Stored data entries:

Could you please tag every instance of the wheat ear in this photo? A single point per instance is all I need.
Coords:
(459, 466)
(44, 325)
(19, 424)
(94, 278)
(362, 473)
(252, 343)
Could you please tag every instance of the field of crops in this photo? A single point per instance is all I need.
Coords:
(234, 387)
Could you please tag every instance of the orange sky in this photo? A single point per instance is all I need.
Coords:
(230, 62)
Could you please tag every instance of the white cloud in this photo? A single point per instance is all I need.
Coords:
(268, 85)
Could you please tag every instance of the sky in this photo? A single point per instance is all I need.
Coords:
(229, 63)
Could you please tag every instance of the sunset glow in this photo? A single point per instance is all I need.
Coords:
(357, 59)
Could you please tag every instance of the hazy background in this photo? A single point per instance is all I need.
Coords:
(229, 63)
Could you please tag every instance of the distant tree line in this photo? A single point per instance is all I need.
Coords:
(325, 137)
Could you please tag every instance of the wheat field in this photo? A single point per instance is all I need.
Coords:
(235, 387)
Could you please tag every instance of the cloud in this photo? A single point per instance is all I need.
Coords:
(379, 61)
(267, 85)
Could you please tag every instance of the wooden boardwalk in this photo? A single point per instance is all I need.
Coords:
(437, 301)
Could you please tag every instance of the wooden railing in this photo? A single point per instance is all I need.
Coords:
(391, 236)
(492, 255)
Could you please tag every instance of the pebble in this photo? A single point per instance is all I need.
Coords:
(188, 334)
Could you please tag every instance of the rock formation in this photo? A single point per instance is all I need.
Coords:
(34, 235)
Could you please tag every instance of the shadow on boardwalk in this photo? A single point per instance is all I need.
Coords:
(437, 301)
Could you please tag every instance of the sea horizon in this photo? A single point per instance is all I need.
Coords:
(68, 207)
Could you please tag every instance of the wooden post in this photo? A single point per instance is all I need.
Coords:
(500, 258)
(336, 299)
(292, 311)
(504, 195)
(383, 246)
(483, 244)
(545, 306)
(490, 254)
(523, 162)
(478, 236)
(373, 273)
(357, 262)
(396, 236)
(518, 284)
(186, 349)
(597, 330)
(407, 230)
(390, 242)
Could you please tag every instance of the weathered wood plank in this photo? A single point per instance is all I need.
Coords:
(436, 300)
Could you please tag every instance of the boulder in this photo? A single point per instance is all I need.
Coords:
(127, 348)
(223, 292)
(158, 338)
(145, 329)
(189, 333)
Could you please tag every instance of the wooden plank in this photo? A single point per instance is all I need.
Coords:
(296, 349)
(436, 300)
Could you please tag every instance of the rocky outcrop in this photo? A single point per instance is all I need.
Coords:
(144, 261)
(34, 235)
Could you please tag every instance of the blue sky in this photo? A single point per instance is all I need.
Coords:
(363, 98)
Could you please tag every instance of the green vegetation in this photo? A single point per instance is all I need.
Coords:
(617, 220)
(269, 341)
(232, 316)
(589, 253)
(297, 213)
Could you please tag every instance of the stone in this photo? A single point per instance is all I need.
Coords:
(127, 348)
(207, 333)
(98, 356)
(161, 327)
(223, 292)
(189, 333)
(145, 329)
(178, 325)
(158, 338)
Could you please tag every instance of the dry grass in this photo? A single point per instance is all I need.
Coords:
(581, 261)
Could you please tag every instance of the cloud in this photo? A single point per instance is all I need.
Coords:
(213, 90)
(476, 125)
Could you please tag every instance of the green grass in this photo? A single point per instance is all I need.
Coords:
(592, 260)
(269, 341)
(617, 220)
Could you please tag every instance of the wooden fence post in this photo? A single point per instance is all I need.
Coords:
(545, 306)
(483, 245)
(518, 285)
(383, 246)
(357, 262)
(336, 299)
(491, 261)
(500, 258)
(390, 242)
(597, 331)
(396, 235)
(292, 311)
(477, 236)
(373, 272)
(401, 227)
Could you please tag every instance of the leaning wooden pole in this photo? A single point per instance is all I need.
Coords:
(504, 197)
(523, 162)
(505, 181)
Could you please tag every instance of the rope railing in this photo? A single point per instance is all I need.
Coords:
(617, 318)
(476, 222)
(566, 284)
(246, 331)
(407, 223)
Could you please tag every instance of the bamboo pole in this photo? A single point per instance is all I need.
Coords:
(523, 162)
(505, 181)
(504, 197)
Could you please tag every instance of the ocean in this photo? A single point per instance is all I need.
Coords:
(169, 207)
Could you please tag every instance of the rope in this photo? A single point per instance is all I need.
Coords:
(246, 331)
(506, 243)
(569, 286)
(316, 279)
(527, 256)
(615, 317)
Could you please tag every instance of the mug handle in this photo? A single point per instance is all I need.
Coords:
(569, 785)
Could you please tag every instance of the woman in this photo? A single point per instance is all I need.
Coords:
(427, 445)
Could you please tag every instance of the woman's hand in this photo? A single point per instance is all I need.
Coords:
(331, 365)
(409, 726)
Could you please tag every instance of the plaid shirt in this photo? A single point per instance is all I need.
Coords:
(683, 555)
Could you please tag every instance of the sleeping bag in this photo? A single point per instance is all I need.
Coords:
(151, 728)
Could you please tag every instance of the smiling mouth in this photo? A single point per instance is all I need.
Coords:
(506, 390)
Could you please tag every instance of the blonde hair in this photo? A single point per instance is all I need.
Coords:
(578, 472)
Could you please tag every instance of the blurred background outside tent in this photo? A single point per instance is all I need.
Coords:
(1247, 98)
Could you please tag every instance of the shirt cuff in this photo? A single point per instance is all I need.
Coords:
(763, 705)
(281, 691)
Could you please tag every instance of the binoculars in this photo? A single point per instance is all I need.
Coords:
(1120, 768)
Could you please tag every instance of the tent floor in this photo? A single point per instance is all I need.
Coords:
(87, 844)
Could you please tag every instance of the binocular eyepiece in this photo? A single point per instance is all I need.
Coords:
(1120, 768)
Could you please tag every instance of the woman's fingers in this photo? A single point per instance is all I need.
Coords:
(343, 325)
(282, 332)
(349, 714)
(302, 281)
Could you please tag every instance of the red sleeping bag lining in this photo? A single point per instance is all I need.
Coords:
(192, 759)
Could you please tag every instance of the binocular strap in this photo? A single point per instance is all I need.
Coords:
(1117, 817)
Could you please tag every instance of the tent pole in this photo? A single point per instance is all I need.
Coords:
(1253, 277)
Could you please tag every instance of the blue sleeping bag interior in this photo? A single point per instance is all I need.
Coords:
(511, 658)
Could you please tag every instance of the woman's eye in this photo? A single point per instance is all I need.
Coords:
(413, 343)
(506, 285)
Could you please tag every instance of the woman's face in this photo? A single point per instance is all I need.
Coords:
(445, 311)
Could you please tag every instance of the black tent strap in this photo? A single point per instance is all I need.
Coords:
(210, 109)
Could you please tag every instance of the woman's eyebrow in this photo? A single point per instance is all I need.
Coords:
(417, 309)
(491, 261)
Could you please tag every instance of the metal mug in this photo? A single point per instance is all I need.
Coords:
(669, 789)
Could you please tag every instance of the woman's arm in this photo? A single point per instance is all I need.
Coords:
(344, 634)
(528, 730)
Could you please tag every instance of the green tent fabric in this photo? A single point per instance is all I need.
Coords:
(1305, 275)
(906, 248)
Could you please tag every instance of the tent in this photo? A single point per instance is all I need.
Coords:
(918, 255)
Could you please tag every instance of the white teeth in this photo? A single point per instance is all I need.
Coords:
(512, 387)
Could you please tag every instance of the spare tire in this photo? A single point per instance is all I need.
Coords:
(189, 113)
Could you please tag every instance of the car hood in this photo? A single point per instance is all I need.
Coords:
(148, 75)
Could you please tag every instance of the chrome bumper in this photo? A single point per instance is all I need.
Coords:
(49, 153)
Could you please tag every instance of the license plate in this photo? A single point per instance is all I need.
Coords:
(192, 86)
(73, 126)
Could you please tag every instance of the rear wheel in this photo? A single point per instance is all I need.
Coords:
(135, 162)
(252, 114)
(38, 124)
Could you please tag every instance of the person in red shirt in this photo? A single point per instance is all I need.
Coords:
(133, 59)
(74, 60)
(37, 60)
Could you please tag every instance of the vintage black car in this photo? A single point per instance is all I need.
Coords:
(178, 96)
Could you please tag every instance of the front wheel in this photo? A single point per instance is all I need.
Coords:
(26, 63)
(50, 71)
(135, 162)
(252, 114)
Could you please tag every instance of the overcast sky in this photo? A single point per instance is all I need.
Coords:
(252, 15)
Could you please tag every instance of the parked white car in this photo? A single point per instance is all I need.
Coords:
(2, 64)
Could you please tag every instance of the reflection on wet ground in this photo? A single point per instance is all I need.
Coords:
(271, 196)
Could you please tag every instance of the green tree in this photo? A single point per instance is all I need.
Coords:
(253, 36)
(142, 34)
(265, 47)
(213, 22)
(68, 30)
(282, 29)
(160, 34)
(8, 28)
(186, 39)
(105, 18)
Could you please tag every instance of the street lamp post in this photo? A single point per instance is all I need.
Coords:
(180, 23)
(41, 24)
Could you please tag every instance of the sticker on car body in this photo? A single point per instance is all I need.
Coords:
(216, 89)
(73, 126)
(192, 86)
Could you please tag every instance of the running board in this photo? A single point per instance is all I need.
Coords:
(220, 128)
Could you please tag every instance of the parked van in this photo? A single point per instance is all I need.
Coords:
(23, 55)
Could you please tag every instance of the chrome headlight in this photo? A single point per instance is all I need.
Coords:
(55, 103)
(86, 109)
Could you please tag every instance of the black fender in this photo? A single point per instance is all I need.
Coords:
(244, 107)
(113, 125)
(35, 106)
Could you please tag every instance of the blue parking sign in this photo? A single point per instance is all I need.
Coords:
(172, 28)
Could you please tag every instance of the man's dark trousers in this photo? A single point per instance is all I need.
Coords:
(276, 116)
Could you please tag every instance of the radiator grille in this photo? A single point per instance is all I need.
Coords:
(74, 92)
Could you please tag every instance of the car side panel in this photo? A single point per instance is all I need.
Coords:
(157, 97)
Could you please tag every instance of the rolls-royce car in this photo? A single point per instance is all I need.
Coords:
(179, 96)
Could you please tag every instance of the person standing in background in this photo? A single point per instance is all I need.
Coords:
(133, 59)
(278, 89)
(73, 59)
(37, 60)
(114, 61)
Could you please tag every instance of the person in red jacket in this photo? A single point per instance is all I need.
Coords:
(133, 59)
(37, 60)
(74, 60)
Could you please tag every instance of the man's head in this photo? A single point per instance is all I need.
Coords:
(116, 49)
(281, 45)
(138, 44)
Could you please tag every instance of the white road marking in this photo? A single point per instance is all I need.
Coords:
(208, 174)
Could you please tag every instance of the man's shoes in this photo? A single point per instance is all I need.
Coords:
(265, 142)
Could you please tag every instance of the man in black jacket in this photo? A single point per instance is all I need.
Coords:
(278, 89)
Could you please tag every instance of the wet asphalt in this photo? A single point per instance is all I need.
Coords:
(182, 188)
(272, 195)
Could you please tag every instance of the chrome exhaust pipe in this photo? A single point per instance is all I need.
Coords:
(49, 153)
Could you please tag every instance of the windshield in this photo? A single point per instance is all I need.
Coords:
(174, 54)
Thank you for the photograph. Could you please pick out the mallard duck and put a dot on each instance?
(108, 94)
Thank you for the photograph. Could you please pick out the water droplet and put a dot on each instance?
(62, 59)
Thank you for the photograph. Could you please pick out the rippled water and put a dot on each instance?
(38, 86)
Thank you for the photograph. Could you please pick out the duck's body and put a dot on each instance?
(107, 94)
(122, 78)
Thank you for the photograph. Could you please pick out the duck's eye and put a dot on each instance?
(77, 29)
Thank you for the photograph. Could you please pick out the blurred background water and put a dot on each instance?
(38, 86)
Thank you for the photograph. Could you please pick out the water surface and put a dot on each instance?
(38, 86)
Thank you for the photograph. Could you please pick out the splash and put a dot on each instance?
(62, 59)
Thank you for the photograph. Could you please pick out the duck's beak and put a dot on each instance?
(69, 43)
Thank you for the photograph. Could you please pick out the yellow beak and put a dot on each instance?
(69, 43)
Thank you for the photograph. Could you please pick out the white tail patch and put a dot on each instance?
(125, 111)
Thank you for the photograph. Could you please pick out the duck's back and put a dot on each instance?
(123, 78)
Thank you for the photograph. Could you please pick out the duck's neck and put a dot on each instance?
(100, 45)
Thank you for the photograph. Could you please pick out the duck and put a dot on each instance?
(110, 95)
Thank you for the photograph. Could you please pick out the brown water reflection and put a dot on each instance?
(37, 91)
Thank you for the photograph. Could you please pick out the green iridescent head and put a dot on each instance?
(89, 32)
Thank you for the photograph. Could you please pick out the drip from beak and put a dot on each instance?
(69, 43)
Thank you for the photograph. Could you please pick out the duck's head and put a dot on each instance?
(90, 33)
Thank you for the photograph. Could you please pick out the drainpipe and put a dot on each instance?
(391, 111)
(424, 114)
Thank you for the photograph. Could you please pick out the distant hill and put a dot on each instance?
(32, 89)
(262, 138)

# About this exercise
Across the data above, count the lines that include the word "blue", and respond with the number alone.

# Output of the exercise
3